Photo-based referring expression data
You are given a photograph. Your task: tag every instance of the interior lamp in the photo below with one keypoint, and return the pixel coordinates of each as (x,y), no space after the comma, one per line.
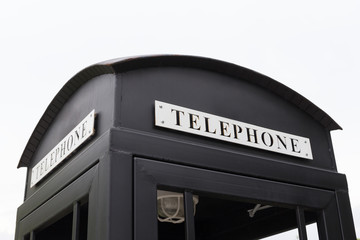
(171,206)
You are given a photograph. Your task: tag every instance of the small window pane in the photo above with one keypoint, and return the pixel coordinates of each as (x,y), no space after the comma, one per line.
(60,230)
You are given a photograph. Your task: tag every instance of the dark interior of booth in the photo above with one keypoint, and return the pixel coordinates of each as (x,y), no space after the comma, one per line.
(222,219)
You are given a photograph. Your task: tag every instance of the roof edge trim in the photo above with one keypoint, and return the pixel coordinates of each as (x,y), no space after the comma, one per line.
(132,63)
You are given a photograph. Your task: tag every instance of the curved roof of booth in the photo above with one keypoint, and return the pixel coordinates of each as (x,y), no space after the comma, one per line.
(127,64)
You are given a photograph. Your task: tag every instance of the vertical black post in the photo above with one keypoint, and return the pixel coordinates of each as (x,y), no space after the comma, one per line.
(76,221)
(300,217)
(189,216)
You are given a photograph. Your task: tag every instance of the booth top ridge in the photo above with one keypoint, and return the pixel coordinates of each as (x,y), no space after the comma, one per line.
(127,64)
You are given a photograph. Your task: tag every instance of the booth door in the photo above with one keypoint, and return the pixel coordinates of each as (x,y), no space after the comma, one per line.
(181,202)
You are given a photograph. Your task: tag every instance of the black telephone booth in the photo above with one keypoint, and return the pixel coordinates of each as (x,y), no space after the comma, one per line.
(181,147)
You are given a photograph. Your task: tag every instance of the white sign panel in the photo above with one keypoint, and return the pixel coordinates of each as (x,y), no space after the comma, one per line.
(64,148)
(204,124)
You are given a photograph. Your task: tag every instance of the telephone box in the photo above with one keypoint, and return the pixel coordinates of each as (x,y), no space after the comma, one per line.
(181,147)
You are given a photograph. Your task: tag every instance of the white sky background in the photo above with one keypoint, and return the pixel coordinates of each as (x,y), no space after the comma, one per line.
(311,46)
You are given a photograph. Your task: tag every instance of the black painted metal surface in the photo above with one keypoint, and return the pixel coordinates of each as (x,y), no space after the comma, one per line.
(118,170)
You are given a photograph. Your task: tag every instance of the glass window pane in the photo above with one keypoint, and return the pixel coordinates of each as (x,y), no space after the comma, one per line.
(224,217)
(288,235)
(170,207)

* [GOAL OF THE EXERCISE]
What is needed is an exact copy of every entry, with the pictures removed.

* [EXERCISE ANSWER]
You are given a photograph. Your task: tag every instance of the interior lamp in the photo below with one keypoint, and return the pixel coordinates of each as (x,y), no space after the comma, one per line.
(171,206)
You are given a photograph. Your task: tag every instance of the small window pane in the photo above with one keypoint, and return the pixel coordinates of each as (x,y), no space after the comma, one per line.
(60,230)
You are given a photograph. Your task: tag every instance of the dark interior of booth in the photo above with one keypoint, and return the pixel coordinates of each as (x,y), no space after the comma, one per line.
(222,219)
You are given a photograph. Your task: tag every instance of the roof edge trim in the photo above with one keypoint, and return the pixel coordinates of each as (x,y), no space after the comma, one per line.
(132,63)
You are given a photograph. Your task: tag every instance of the curved roof of booth in the photo above with one keypoint, and return the pixel coordinates of each as (x,y), no space after the comma, one per line.
(127,64)
You are given a photograph. Your task: tag every instance of the vertical black post in the photo above with one keypoint, and return the pixel coordinates of each as (x,y), no space after the comma, one per line.
(76,221)
(300,217)
(189,216)
You are given a photograph. Your task: tag every instance of the booth top ridge in the photo above with one keypoint, and return the pixel coordinates of each as (x,y), no space after the comma, one per line.
(127,64)
You are given a photograph. Your task: tag every instance of the booth door in the photo above with one keypoint, and return the pixel coordinates of each as (x,y), no space after the comma, one per line.
(181,202)
You are given a photograph. Your task: tag every instance of the black telephone booth in the photo above with one keypoint, and return the pixel coordinates of each as (x,y), no space after the comma, one per line.
(181,147)
You are given a photograph. Your task: tag every instance of the white sign panel in the photo above with one keypoint, and return the pixel coordinates of each as (x,y), no space after the comma, one per line.
(64,148)
(204,124)
You are given a photograph. Your task: tag every instance of the telephone box in the photo above with one keypoint, and return the pixel coordinates of each as (x,y), no space after the comma, one per line.
(181,147)
You are given a photograph. Your task: tag every instance of the white sky background in the photo above with one keypoint, and return the pixel coordinates of each as (x,y), no space after the comma, one per line.
(311,46)
You are given a photograph. Your task: tag every instance of the black painted metal surface in the photo above with one keypoint, and return the pixel coordinates of each as (x,y), no space after the comma, one per line.
(118,170)
You are given a photograph. Your task: tag every instance of the glass window pane in the photo above with one keypoint, and return the pixel coordinates of each as (x,y), no space after the comma, one per line.
(224,217)
(288,235)
(170,207)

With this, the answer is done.